▶ Given records

↓↓↓

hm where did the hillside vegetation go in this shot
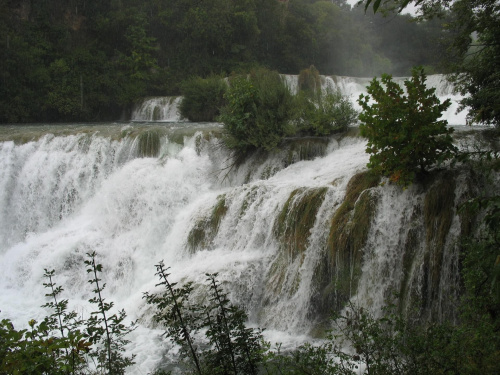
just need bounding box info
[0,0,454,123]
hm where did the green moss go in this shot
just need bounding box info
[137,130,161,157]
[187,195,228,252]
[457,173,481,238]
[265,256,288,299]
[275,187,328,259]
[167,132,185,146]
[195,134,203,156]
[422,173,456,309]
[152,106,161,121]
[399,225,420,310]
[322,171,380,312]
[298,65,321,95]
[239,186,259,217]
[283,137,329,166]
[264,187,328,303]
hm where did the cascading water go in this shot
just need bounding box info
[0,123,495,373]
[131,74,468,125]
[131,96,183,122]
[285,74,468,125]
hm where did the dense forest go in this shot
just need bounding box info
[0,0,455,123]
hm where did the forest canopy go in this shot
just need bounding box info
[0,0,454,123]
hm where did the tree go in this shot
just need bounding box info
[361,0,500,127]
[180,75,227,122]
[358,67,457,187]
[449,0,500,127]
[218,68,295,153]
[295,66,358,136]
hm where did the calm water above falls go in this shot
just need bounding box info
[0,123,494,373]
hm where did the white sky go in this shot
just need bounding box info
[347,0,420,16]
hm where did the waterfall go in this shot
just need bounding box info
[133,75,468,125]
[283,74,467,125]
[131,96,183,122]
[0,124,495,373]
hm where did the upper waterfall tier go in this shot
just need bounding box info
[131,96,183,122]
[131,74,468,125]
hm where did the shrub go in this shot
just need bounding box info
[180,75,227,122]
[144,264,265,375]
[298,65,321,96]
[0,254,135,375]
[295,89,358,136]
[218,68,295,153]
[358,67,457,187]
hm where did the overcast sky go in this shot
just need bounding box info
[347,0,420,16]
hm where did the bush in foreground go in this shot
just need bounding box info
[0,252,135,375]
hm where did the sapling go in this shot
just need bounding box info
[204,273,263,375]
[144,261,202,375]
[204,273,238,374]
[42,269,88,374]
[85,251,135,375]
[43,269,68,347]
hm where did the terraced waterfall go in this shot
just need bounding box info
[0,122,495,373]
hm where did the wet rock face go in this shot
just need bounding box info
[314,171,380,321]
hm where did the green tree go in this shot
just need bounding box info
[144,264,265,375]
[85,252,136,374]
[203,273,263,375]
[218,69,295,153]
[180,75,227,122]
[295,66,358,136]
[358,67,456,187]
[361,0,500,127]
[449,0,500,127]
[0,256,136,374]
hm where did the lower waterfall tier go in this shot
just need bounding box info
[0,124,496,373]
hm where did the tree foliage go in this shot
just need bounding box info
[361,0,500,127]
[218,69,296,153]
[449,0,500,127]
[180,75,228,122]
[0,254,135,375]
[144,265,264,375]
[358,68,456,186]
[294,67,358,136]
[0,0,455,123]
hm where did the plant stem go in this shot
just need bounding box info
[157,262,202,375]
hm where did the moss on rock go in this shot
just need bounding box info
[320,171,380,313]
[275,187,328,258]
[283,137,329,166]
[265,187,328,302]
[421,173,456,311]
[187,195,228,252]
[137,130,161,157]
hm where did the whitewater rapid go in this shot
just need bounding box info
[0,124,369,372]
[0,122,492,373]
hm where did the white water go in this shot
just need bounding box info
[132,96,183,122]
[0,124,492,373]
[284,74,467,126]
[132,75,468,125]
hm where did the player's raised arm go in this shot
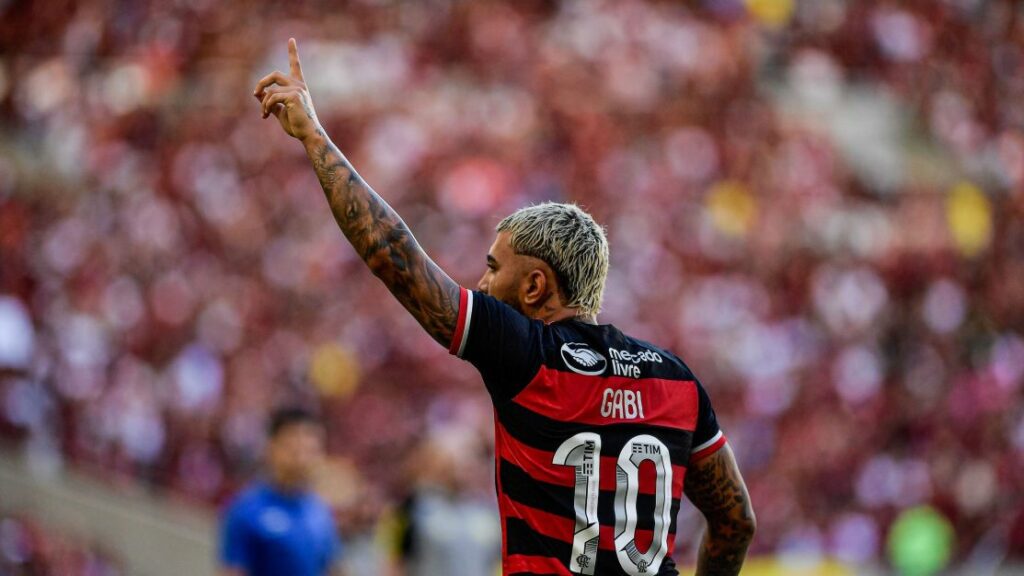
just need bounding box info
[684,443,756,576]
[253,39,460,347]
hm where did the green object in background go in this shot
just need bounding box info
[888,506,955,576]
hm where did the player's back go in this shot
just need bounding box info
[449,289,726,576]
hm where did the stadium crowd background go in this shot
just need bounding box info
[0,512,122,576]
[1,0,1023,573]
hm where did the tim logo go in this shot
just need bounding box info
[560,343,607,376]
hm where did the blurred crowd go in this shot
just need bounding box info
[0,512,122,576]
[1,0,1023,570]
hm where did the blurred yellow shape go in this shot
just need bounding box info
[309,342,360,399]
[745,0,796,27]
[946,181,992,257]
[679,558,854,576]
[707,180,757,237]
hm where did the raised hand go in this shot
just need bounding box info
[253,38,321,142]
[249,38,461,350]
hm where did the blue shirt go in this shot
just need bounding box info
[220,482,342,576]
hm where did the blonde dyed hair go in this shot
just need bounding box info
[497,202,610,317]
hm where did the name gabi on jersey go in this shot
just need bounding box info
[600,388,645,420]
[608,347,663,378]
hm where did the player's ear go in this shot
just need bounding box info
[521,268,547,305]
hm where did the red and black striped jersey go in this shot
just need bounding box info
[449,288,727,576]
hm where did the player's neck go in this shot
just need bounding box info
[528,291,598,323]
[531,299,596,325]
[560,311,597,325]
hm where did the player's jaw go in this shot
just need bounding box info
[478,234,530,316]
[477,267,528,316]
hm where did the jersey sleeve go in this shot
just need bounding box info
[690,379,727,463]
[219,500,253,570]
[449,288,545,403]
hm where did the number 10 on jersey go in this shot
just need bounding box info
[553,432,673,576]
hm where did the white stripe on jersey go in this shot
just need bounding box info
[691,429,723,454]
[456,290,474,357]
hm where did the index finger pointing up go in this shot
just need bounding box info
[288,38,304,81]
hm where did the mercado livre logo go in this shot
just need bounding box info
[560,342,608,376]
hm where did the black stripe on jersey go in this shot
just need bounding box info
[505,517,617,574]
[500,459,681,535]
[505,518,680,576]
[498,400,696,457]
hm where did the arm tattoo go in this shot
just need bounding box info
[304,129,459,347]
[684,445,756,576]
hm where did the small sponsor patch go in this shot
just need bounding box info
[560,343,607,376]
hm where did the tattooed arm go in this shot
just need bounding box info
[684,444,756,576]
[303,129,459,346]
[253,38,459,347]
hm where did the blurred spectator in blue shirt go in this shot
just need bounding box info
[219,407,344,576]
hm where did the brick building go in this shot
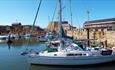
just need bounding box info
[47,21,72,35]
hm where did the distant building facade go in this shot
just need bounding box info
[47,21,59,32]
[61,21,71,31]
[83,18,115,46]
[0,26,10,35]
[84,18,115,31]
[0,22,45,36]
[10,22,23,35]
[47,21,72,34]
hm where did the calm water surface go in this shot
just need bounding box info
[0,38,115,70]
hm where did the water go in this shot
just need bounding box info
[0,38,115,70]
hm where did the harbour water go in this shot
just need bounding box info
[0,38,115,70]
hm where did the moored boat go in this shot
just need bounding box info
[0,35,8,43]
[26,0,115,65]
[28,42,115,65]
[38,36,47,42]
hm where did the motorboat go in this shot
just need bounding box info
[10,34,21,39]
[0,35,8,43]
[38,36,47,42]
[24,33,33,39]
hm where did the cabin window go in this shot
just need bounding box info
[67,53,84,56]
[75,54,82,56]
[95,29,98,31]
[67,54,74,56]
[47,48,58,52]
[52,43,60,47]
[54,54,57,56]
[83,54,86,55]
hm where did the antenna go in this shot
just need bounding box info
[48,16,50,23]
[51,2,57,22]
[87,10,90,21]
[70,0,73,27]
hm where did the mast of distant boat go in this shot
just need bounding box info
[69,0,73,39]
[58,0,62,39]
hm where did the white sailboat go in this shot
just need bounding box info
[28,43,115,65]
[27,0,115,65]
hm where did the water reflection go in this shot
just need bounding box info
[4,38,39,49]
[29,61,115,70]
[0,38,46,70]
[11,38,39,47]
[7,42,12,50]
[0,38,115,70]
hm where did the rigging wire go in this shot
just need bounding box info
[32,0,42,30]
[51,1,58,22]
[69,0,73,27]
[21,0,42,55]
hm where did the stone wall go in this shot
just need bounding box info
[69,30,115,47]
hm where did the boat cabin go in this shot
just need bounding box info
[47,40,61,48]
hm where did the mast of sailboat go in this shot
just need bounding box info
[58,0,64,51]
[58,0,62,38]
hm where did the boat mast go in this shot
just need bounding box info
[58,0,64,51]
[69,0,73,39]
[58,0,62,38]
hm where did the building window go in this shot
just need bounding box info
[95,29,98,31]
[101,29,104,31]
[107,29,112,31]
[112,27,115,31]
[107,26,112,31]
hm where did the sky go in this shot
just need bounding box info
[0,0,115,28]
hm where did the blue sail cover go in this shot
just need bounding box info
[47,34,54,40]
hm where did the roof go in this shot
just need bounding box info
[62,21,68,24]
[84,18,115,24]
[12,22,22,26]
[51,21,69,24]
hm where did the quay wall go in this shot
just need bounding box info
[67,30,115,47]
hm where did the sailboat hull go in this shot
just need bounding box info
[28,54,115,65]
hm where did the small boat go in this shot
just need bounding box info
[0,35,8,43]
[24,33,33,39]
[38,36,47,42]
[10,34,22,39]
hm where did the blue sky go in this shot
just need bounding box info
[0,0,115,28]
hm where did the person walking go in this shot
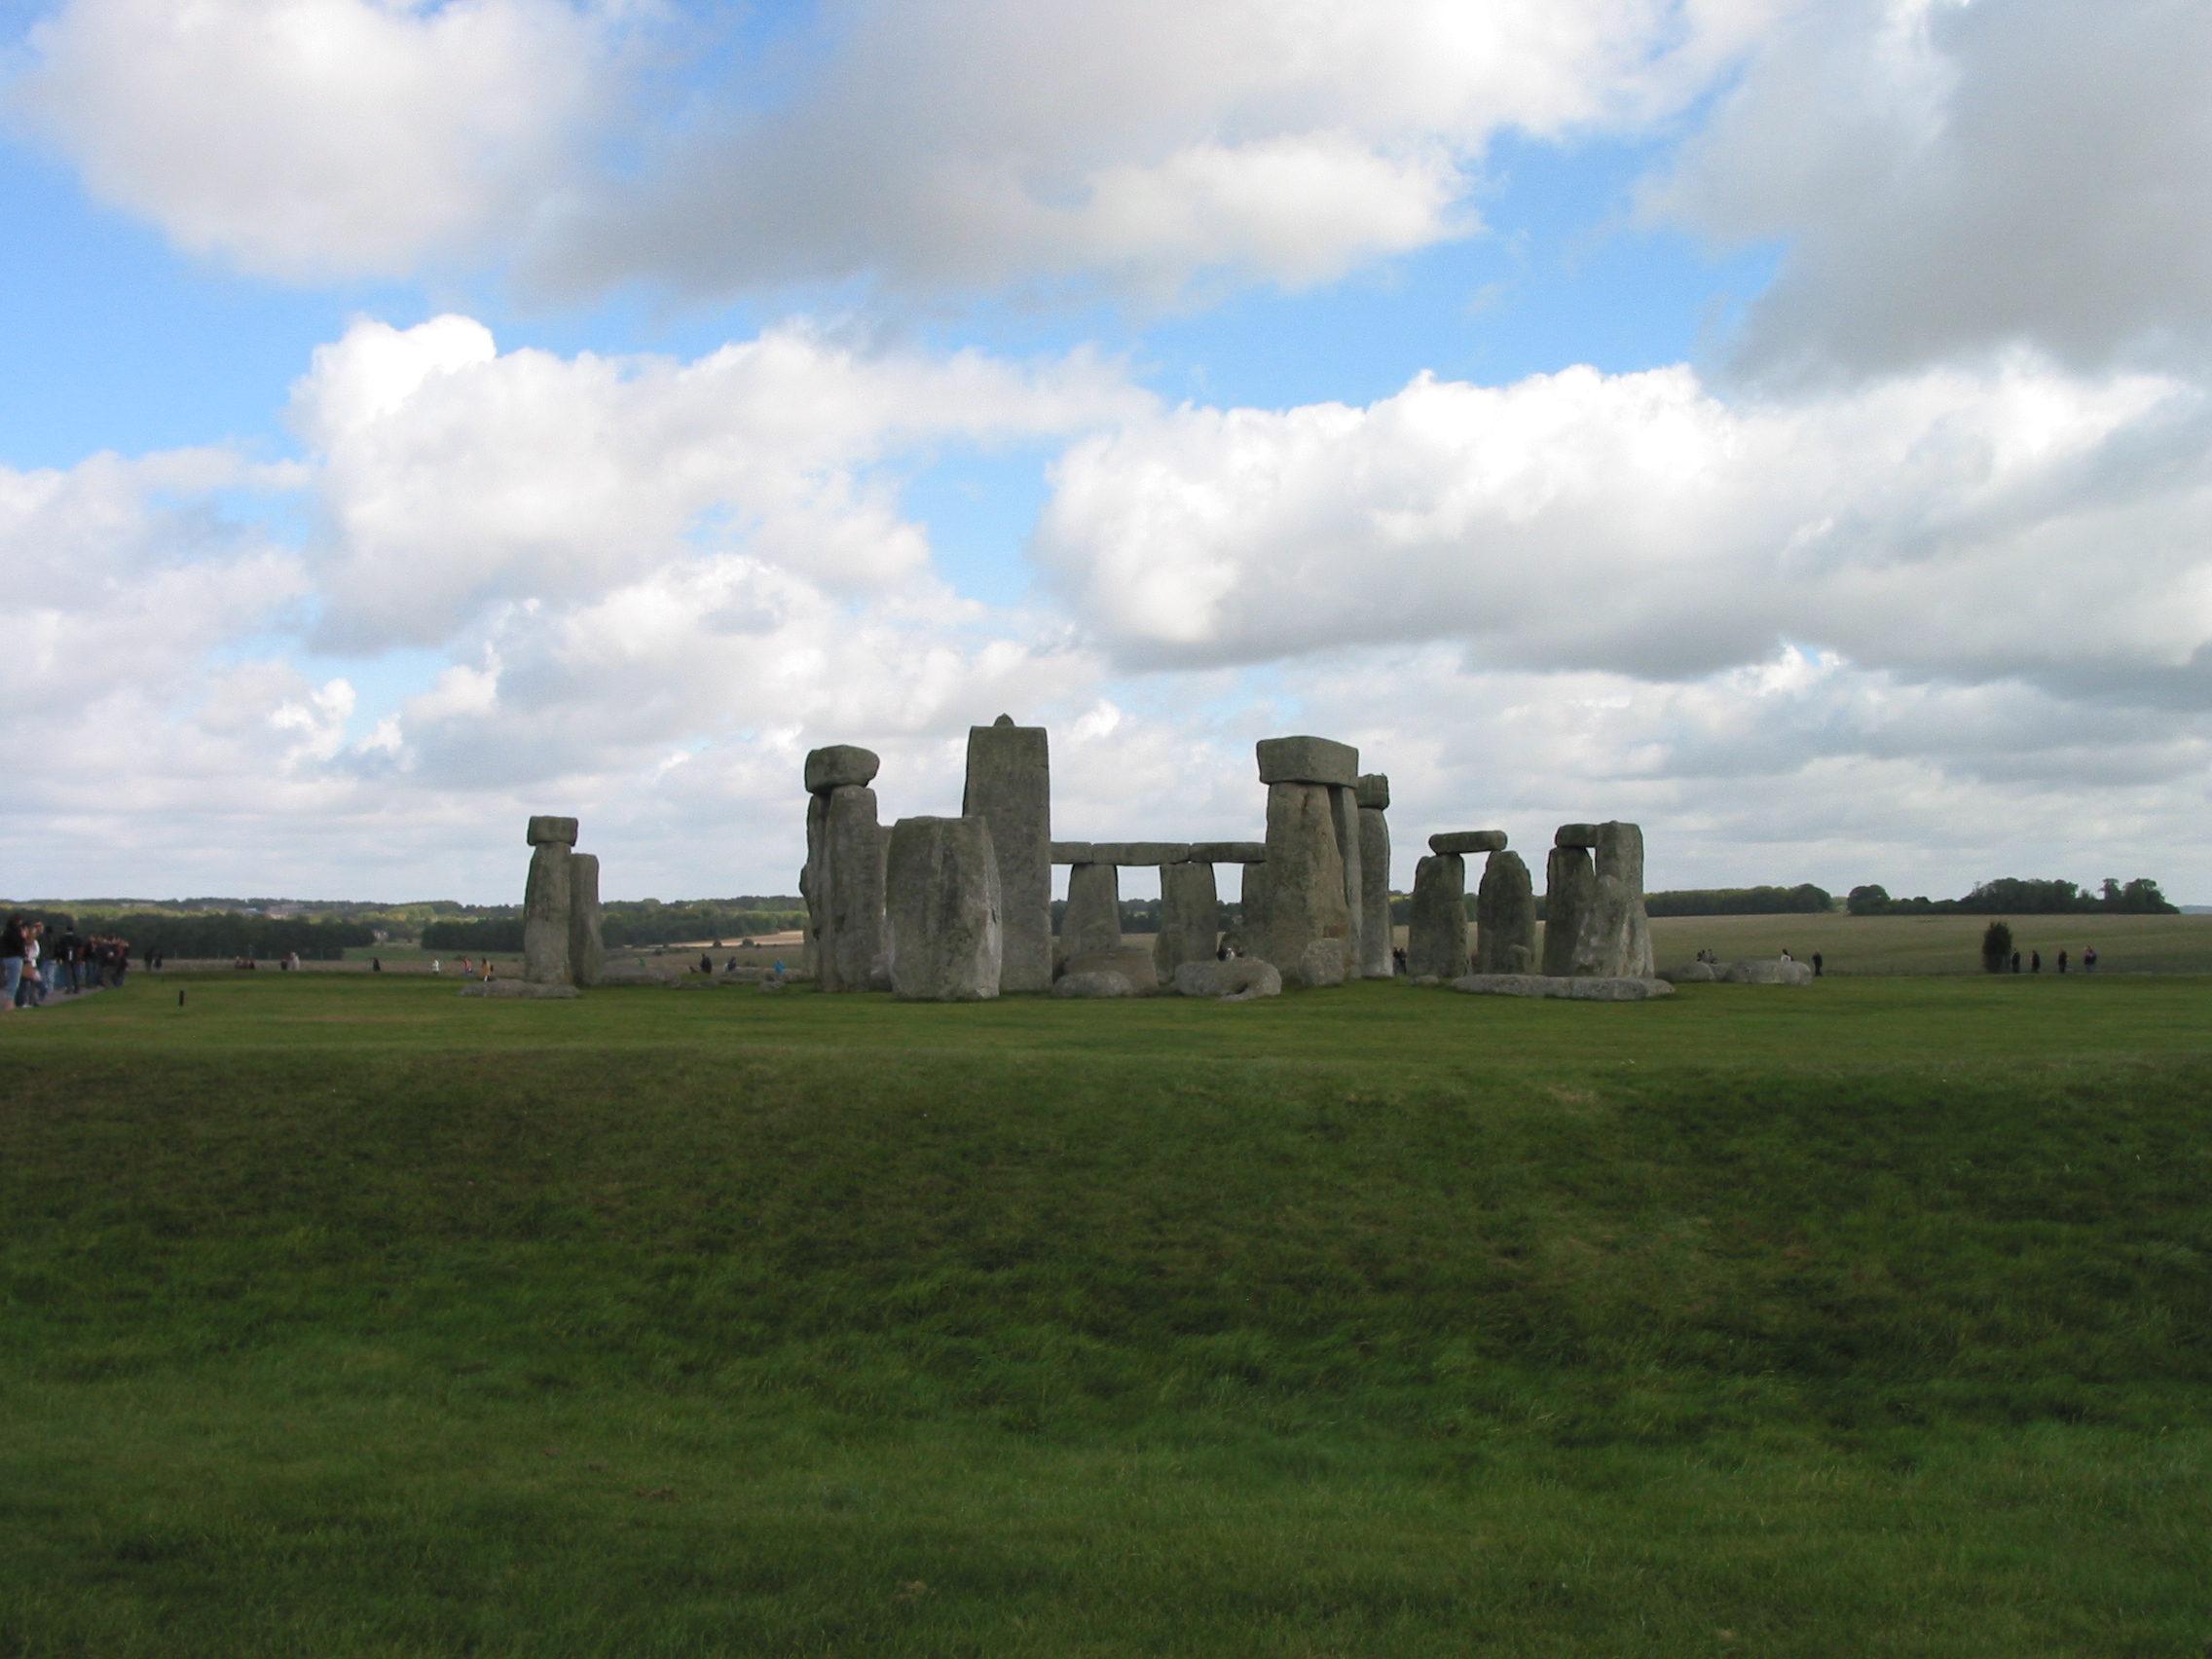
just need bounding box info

↑↑↑

▶ What to work on
Scan the records above and show every line in which the word "green" occurs.

▶ Answer section
hm where did the green moss go in this shot
hm where did the green tree go in this shot
hm where did the green object in background go in this shot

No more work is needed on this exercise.